§ **Exercise material**

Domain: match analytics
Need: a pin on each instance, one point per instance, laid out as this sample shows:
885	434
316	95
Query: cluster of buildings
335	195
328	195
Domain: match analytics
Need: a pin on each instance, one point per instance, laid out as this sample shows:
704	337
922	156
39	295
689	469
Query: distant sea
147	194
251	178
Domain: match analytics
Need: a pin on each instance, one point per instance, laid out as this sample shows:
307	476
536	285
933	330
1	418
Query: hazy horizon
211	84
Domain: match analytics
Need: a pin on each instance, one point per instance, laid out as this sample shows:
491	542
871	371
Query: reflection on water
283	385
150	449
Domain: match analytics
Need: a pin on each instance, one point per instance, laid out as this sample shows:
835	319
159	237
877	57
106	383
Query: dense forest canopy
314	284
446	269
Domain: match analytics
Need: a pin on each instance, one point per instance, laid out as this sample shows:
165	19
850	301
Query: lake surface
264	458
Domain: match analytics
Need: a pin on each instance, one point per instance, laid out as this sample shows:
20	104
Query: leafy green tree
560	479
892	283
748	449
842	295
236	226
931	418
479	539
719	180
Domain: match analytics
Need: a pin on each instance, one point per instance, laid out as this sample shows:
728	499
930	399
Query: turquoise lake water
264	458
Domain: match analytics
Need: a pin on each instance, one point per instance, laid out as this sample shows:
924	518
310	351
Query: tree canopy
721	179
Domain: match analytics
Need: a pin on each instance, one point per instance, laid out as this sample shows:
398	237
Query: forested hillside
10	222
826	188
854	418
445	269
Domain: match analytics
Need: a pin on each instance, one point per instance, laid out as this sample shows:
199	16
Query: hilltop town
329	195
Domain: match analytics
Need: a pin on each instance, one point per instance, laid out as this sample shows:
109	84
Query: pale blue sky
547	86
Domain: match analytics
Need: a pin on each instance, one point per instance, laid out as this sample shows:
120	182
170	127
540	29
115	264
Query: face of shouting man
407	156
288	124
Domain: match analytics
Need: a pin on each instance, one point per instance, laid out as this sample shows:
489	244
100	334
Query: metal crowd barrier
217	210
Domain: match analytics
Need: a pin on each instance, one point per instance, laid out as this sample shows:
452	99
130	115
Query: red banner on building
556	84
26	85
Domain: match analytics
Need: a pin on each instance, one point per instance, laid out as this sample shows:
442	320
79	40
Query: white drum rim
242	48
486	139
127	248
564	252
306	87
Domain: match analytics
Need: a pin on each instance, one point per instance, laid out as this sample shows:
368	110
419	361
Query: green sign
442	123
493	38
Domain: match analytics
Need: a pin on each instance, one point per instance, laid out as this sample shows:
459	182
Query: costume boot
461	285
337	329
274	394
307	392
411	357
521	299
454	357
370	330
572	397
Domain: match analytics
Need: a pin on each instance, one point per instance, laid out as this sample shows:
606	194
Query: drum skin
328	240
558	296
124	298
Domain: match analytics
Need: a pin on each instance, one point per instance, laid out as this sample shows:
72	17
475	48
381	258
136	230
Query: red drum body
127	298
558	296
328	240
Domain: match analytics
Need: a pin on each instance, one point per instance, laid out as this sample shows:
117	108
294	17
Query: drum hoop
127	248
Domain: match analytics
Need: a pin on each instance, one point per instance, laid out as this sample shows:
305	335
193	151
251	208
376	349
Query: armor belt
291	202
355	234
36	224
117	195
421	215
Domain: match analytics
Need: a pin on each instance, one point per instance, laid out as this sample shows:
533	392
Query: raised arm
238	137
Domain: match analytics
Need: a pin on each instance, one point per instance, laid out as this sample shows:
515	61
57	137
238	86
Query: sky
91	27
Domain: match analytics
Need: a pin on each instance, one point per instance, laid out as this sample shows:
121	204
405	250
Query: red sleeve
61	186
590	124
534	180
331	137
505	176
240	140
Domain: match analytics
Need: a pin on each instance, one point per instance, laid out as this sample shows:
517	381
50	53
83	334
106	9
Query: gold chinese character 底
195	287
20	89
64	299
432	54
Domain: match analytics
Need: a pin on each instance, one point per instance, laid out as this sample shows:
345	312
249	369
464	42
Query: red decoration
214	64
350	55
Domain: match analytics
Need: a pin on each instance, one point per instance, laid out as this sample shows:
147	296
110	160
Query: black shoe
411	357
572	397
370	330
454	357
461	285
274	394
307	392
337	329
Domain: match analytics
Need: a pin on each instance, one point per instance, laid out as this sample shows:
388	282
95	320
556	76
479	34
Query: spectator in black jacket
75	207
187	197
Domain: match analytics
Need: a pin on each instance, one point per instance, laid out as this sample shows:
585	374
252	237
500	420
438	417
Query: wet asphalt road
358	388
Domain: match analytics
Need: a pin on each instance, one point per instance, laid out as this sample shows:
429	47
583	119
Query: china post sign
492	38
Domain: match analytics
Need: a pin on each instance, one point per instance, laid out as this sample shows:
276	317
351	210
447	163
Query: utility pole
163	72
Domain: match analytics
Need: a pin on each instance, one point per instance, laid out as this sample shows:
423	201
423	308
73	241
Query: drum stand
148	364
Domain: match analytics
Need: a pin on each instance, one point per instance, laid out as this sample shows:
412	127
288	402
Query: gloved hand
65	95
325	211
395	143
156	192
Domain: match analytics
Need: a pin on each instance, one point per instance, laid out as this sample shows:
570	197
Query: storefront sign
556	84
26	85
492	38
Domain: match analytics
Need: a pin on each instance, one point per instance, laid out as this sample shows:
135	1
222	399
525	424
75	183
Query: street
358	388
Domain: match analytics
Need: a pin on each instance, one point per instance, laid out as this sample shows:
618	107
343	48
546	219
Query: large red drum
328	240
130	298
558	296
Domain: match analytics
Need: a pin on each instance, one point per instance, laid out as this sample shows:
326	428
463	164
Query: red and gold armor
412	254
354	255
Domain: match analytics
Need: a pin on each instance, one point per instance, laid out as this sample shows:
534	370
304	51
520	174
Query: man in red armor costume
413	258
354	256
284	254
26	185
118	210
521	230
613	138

§ **Task to carry out**
Would you restate the material word for word, leaving nothing out?

§ **Reply to the exercise**
Domain: match analytics
Need: a pin on each instance, one point per instance, laid out as this sample shows:
885	434
316	95
Query: cluster of buildings
335	195
328	195
Domain: match analytics
Need: a pin on each instance, one point per instance, laid out as this sample shows:
704	337
922	156
39	295
689	469
Query: distant sea
147	194
251	178
Domain: match analytics
Need: a pin on each instance, one point per instance, laid out as this sample shows:
307	476
536	285
933	330
1	418
Query: hazy horizon
211	84
Domain: match analytics
Need: a pin on each instance, one point per instance, laid out as this sample shows:
491	542
871	371
Query: reflection on water
283	385
150	449
Domain: match analytics
Need: a pin on each instance, one point per instance, laid out as this sample shows:
835	319
159	237
877	57
106	383
Query: dense forest canopy
314	284
446	269
Domain: match analytics
Need: a pin on each instance, one point per instance, laid out as this sample shows:
165	19
850	301
Query: lake surface
264	458
Domain: match analytics
Need: a pin on each instance, one point per instance, laid out as this sample shows:
20	104
Query: leafy green tree
560	479
892	283
748	449
842	295
236	226
931	418
479	539
719	180
Domain: match analytics
Need: a pin on each instance, one point per instance, laid out as this sample shows:
728	499
930	399
Query: turquoise lake water
264	458
Domain: match analytics
Need: a pin on each instance, one point per instance, laid out as this sample shows:
924	518
310	351
Query: tree canopy
721	179
Domain: match analytics
Need: a pin on each instance, one point per instance, laid out as this sample shows:
398	237
Query: forested hillside
10	222
826	188
854	418
445	269
Domain: match analytics
Need: a pin on each instance, one point per instance, laid out as this sample shows:
199	16
Query: hilltop town
329	195
Domain: match analytics
Need: a pin on each instance, one point per instance, laid out as this sample shows:
109	84
Query: pale blue sky
547	86
Domain: match analytics
Need: a pin on each instance, one point per instance, laid out as this sample shows:
120	182
170	127
540	29
115	264
Query: face of shouting man
407	156
288	124
Domain: match analytics
Need: a pin on each instance, one point per instance, laid out as this sample shows:
489	244
100	334
Query: metal crowd barrier
217	210
Domain: match analytics
Need: a pin on each instance, one point per instance, laid out as this sample shows:
452	99
130	115
Query: red banner on building
556	84
26	85
Domain: match analytics
Need: a pin on each instance, one point per instance, laid out as this sample shows:
442	320
79	40
Query: white drum rim
242	48
486	139
127	248
564	252
306	87
Domain: match analytics
Need: a pin on each instance, one point per instance, laid out as this sample shows:
368	110
419	361
Query: green sign
442	123
493	38
Domain: match analytics
Need: a pin on each instance, one point per instance, laid out as this sample shows:
459	182
Query: costume boot
461	285
337	329
274	394
307	392
411	357
521	299
454	357
370	330
572	397
Domain: match analytics
Need: a pin on each instance, one point per instance, laid out as this sample shows:
606	194
Query: drum skin
328	240
558	296
124	298
Domain: match analytics
Need: a pin on each instance, one point per instance, laid out as this sample shows:
72	17
475	48
381	258
136	230
Query: red drum body
127	298
558	296
328	240
Domain: match analytics
Need: a pin on each instance, one point per instance, laid out as this sample shows:
117	108
294	17
Query: drum hoop
127	248
Domain: match analytics
Need: a pin on each instance, one point per instance, laid out as this sample shows:
305	335
193	151
251	208
376	349
Query: armor belt
291	202
355	234
36	224
117	195
421	215
Domain: match analytics
Need: a pin on each instance, one point per instance, laid out as this sample shows:
533	392
Query: raised arm
238	137
Domain: match analytics
Need: a pin on each instance, one point per instance, laid out as this sample shows:
515	61
57	137
238	86
Query: sky
91	27
Domain: match analytics
Need: a pin on each instance, one point per instance, laid out as this sample shows:
121	204
405	250
Query: red sleeve
61	186
590	124
534	180
331	137
505	176
240	140
Domain: match analytics
Need: a pin on each instance, one point per instance, laid out as this sample shows:
517	381
50	53
83	334
106	9
Query: gold chinese character 底
195	287
20	89
64	299
432	54
Domain: match analytics
Need: a pin on each instance, one point per instance, laid out as this sample shows:
345	312
249	369
464	42
Query: red decoration
214	64
350	55
Domain: match analytics
Need: a pin on each instance, one point per instance, laid out as this sample shows:
147	296
110	160
Query: black shoe
411	357
572	397
370	330
454	357
461	285
274	394
307	392
337	329
Domain: match analytics
Need: a pin on each instance, one point per instance, laid out as this sample shows:
388	282
95	320
556	76
479	34
Query: spectator in black jacket
75	207
187	197
Domain: match analytics
Need: a pin on each instance, one point per instance, laid out as this sample shows:
585	374
252	237
500	420
438	417
Query: wet asphalt road
358	388
Domain: match analytics
Need: a pin on each instance, one point per instance, laid out as this sample shows:
429	47
583	119
Query: china post sign
492	38
Domain: match analytics
Need: a pin on each instance, one point per instance, laid out as this sample shows:
276	317
351	210
447	163
Query: utility pole
163	72
Domain: match analytics
Need: a pin on each instance, one point per instance, laid out as this sample shows:
423	201
423	308
73	241
Query: drum stand
148	364
Domain: match analytics
Need: a pin on each instance, one point per instance, laid out as this sample shows:
412	127
288	402
Query: gloved hand
65	95
325	211
395	143
156	192
Domain: match analytics
Need: a pin on each instance, one point per instance, laid out as this sample shows:
570	197
Query: storefront sign
556	84
26	85
492	38
Domain: match analytics
Need: a pin on each instance, one point per instance, laid out as this sample shows:
135	1
222	399
525	424
75	183
Query: street
358	388
Domain: match analytics
Need: a pin on each instance, one point per instance, laid out as this sample shows:
618	107
343	48
546	219
Query: large red drum
328	240
130	298
558	296
Domain: match analytics
Need: a pin on each instance, one point per instance, laid out as this sample shows:
326	428
463	164
Query: red and gold armor
412	254
354	255
Domain: match analytics
Need: a pin on each instance, one point per instance, laid out as this sample shows:
534	370
304	51
520	174
Query: man in red armor costume
413	258
354	256
284	254
26	185
118	210
521	230
613	138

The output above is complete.